§ Texto do documento
◇ ◇ ◇ ◇ ◇ ◇ ◇
Prosseguindo, encontramos Marta Suplicy, que, ao final de sua administração, em 2004, deixou para São Paulo um Plano Diretor e uma Lei de Zoneamento. Excesso de “vontade política”, muita ideologia e pouco diálogo sincero impediram que esses diplomas exibissem eficácia. Ao contrário, sua complexidade e inadequação envolveram o munícipe na insegurança jurídica e no caos urbano, dificultaram o uso da infra-estrutura da cidade e criaram obstáculos para a produção em escala de moradia popular. Todavia, muito mérito deve ser dado, pois antecessores respeitáveis – como Covas – tentaram aprovar um Plano e não conseguiram.
◇ ◇ ◇ ◇ ◇ ◇ ◇
§ Dados para análise

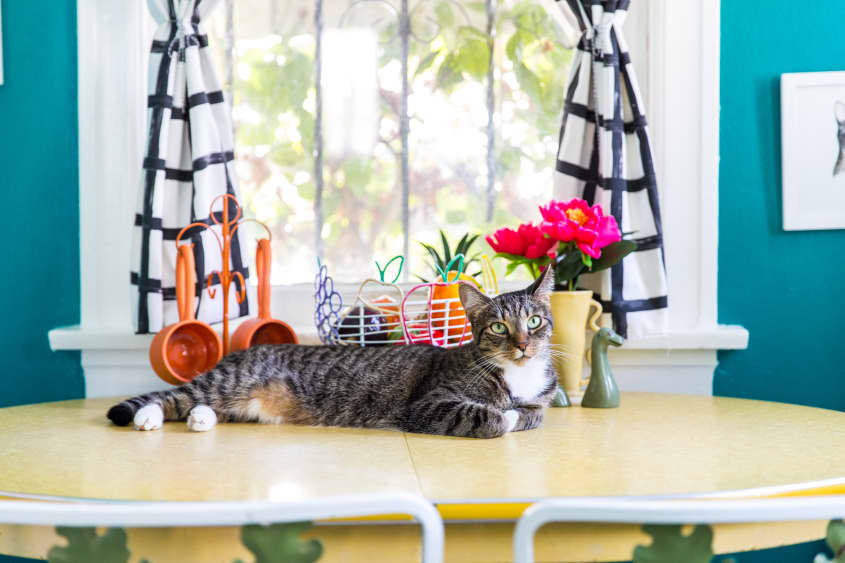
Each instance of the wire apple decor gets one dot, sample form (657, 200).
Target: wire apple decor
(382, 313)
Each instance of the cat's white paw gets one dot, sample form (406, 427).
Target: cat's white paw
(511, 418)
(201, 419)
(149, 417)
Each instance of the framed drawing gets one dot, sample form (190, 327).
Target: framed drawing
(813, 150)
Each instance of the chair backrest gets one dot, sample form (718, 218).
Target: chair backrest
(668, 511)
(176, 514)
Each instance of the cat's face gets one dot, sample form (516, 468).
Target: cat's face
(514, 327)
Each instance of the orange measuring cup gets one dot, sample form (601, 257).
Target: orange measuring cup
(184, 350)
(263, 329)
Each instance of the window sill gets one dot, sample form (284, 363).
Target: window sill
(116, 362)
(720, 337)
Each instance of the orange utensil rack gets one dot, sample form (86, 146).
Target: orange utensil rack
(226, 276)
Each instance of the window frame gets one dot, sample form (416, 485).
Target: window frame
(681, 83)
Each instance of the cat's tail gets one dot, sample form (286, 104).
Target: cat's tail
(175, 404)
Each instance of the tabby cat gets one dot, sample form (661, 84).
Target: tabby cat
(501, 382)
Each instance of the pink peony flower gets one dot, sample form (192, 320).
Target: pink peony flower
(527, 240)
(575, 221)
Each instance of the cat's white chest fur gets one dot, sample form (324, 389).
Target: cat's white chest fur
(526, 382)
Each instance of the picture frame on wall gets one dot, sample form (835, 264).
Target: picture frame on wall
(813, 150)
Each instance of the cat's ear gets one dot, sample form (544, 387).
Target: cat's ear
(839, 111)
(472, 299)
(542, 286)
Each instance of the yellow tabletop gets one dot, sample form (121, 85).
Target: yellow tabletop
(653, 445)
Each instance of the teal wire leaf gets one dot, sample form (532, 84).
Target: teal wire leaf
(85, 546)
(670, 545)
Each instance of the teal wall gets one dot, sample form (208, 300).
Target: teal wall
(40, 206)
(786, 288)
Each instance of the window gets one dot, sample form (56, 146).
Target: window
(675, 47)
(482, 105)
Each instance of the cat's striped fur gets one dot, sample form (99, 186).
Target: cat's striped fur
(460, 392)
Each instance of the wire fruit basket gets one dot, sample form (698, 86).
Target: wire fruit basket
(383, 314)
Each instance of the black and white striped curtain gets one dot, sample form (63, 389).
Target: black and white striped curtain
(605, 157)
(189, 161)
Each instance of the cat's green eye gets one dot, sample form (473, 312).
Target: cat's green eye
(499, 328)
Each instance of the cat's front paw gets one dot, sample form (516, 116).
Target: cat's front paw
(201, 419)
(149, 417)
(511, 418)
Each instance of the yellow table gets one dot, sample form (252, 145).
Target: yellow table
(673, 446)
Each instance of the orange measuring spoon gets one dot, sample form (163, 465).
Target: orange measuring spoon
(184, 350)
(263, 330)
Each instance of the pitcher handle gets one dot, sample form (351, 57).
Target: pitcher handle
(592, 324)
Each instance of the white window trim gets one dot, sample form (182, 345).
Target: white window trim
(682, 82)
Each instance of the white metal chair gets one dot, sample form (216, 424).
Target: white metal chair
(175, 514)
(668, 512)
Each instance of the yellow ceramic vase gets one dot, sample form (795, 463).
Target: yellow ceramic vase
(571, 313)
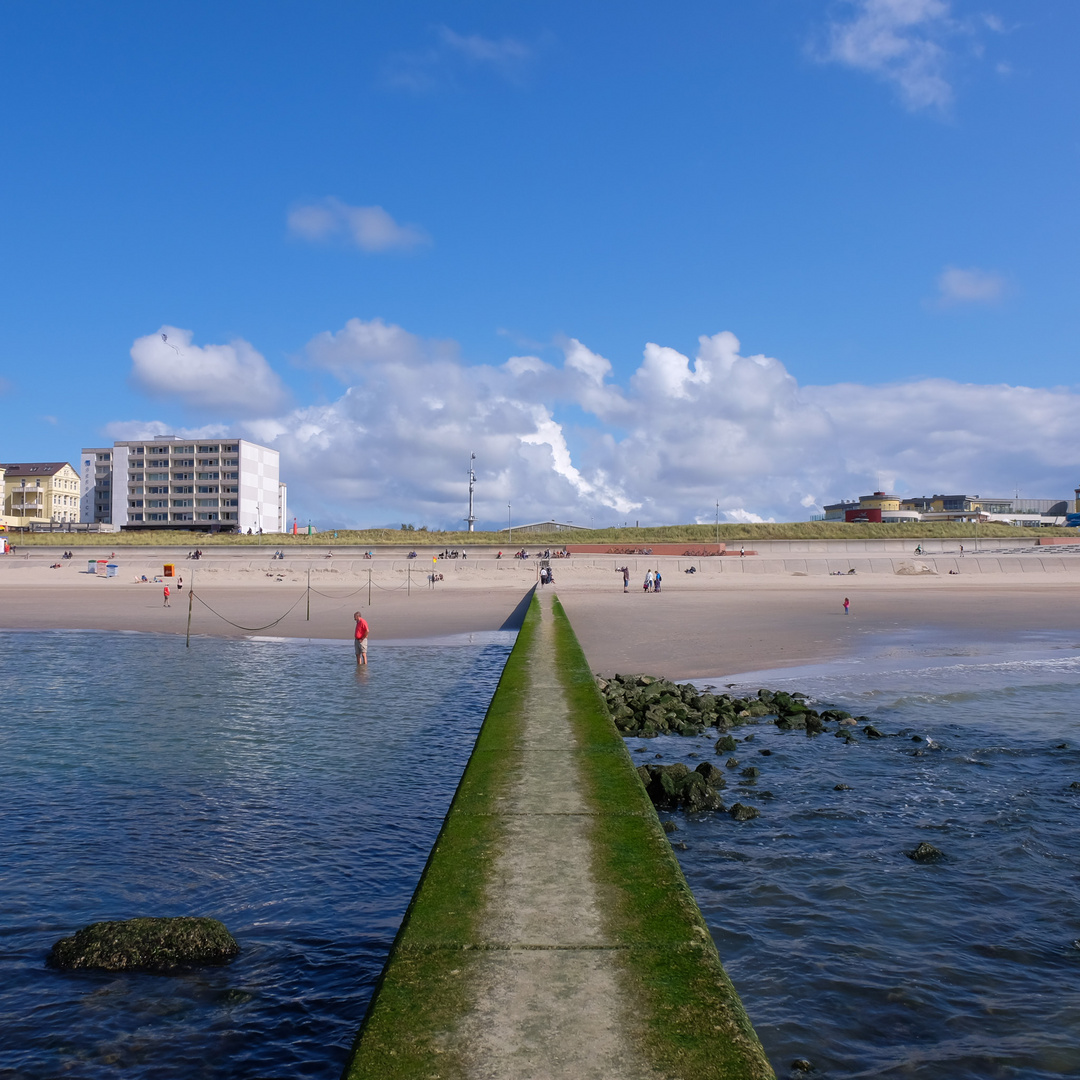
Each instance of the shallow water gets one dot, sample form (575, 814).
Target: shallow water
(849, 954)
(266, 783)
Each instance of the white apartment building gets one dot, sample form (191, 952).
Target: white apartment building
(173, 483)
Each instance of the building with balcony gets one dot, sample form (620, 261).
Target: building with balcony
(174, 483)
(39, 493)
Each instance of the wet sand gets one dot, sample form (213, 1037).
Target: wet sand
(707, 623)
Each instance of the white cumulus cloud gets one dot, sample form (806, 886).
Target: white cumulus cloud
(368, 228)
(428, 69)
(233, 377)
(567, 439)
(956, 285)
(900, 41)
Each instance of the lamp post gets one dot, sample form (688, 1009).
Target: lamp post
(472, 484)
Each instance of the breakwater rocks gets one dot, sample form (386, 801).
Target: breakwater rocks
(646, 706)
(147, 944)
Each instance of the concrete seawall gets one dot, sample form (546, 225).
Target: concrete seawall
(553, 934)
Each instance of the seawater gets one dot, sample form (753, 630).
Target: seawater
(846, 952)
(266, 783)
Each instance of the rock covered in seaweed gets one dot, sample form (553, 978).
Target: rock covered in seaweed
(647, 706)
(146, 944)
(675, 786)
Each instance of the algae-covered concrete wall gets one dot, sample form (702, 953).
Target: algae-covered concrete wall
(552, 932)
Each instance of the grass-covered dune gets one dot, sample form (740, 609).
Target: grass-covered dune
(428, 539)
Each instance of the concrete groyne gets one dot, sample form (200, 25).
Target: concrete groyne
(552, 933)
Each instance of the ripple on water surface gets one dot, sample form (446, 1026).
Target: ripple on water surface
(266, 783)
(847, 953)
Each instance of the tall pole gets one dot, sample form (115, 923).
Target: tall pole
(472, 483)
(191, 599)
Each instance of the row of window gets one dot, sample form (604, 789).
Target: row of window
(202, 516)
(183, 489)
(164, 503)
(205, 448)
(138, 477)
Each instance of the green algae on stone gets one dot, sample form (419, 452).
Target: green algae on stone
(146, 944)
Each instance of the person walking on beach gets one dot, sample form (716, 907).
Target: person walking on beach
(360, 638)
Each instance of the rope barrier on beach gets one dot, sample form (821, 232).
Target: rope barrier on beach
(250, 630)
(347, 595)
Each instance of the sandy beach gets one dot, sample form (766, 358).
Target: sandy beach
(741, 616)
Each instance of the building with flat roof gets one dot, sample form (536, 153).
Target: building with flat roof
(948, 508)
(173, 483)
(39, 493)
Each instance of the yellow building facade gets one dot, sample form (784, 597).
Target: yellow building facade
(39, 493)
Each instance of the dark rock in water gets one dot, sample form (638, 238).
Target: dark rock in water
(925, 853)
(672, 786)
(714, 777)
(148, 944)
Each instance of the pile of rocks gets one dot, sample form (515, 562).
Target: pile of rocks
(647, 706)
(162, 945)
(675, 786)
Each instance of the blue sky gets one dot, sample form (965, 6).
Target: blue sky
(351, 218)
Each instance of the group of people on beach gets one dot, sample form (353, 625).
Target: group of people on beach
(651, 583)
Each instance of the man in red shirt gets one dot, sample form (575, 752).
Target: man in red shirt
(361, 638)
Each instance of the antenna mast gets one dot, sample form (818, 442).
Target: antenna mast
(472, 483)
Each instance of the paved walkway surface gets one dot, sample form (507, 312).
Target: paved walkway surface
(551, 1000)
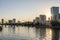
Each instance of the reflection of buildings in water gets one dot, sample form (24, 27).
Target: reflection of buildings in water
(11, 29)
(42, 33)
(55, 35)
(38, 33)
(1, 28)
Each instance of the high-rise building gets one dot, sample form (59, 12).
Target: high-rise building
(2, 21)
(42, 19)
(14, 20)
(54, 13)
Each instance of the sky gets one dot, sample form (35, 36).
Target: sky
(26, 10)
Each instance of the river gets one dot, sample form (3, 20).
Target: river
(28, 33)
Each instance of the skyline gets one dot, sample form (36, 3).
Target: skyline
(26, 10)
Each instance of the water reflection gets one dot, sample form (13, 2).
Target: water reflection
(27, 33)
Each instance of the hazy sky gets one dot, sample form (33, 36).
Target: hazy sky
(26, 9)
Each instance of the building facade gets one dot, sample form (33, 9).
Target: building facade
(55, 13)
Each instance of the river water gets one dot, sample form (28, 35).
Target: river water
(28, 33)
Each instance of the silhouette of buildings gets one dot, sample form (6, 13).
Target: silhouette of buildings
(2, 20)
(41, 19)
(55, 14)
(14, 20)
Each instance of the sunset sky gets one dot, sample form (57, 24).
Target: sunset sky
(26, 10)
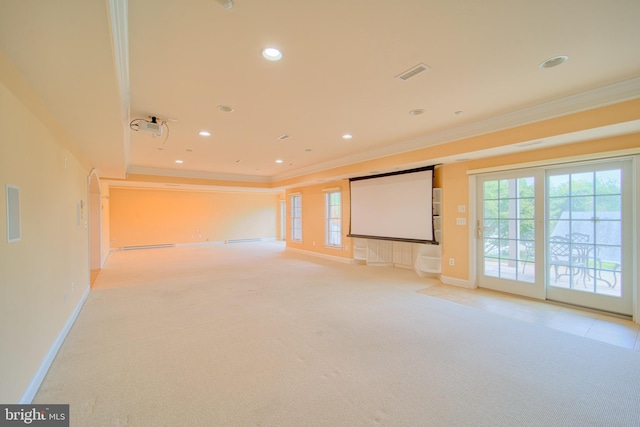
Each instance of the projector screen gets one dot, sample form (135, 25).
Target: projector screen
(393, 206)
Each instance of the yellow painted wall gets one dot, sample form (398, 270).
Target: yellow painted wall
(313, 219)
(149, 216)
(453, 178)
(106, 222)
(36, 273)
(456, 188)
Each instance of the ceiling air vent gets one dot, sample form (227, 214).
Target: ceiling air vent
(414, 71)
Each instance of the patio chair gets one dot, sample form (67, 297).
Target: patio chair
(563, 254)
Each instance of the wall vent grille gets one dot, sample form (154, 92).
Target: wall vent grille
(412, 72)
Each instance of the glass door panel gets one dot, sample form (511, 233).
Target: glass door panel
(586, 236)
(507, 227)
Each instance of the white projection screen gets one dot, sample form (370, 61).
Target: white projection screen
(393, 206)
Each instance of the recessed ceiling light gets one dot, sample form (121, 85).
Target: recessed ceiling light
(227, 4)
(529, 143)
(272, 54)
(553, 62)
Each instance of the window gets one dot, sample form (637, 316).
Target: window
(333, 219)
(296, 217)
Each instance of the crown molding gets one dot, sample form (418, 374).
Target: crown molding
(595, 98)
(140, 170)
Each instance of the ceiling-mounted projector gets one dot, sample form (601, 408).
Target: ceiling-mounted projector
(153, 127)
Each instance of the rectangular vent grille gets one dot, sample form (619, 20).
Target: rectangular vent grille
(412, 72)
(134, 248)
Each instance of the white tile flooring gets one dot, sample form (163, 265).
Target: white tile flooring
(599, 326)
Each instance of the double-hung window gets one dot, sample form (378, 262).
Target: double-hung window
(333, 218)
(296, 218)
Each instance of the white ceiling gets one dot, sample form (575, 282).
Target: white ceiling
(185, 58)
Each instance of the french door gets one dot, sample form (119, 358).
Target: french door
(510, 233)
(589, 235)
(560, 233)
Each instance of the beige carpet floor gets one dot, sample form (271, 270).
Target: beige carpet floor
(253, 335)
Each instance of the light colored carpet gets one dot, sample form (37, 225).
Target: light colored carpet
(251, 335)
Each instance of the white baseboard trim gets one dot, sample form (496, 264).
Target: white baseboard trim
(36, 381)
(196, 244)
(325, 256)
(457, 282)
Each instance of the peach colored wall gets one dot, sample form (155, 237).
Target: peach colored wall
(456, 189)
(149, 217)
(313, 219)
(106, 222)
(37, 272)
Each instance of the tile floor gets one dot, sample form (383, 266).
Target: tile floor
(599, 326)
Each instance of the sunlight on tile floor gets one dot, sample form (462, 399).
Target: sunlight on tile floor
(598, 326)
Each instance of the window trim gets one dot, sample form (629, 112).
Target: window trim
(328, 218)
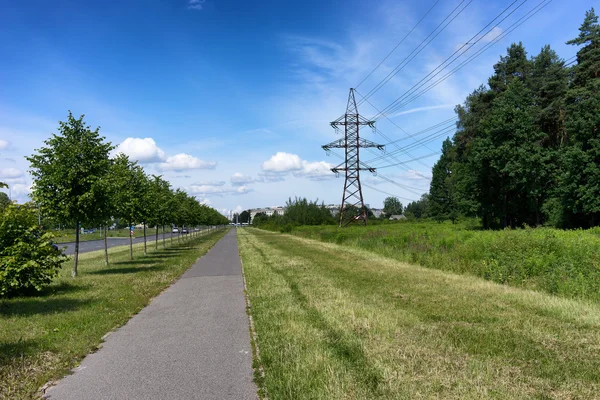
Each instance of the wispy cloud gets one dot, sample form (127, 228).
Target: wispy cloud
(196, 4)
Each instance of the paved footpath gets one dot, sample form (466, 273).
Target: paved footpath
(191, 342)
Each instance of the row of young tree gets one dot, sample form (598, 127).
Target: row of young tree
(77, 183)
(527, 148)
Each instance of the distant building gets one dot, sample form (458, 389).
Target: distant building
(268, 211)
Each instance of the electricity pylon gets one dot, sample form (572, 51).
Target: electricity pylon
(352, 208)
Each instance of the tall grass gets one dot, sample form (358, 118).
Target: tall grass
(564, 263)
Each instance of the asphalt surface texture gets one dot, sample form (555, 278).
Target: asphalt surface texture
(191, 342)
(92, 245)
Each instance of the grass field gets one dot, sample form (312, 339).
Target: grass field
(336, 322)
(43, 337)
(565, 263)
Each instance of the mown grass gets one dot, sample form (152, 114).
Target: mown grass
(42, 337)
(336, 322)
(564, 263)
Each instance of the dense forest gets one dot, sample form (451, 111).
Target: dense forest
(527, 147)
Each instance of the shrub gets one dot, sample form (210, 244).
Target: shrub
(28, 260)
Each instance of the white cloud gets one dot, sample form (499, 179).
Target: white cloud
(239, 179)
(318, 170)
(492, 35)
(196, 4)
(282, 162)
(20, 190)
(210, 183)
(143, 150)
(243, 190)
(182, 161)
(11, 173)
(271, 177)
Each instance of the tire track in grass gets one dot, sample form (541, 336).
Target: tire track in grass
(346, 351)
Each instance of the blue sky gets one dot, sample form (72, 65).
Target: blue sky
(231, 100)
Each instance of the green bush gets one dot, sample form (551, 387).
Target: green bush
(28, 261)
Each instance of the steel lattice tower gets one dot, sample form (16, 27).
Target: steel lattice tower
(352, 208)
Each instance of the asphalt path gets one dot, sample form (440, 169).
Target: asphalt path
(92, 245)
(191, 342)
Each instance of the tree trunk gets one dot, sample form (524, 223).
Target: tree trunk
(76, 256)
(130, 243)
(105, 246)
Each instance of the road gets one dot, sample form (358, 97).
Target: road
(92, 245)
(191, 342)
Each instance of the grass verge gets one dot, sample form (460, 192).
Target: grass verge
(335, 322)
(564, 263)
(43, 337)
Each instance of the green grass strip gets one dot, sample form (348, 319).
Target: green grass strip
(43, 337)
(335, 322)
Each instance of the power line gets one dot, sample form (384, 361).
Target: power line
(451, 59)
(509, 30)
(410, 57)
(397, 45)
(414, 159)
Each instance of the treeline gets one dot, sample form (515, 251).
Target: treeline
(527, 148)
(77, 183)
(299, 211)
◇ ◇ ◇ ◇ ◇ ◇ ◇
§ O que fazer
1 > No texto sobre o Plano Diretor de São Paulo, reproduza sem alterações o trecho de "Prosseguindo, encontramos Marta" até "e não conseguiram.".
2 > Dê a continuação do texto sobre o Plano Diretor de São Paulo, começando logo após a última frase apresentada.

§ Respostas numeradas
1 >
Prosseguindo, encontramos Marta Suplicy, que, ao final de sua administração, em 2004, deixou para São Paulo um Plano Diretor e uma Lei de Zoneamento. Excesso de “vontade política”, muita ideologia e pouco diálogo sincero impediram que esses diplomas exibissem eficácia. Ao contrário, sua complexidade e inadequação envolveram o munícipe na insegurança jurídica e no caos urbano, dificultaram o uso da infra-estrutura da cidade e criaram obstáculos para a produção em escala de moradia popular. Todavia, muito mérito deve ser dado, pois antecessores respeitáveis – como Covas – tentaram aprovar um Plano e não conseguiram.

2 >
O foco dos problemas de mobilidade que os 11 milhões de paulistanos enfrentam no dia-a-dia situa-se na falta de um bom planejamento. De acordo com a Fenabrave, o volume de carros comercializados cresceu quase 30% nos primeiros sete meses de 2008, em comparação com igual período do ano passado. E, conforme a Pesquisa Secovi SP, a venda de novas moradias cresceu 33%, considerada a mesma base. Mas a “culpa” pelo verdadeiro caos no trânsito não é dos automóveis, nem dos imóveis, embora ambos tenham aumentado sua presença. Eles são manifestações físicas, sintomas tão-somente. As pessoas precisam morar e se locomover.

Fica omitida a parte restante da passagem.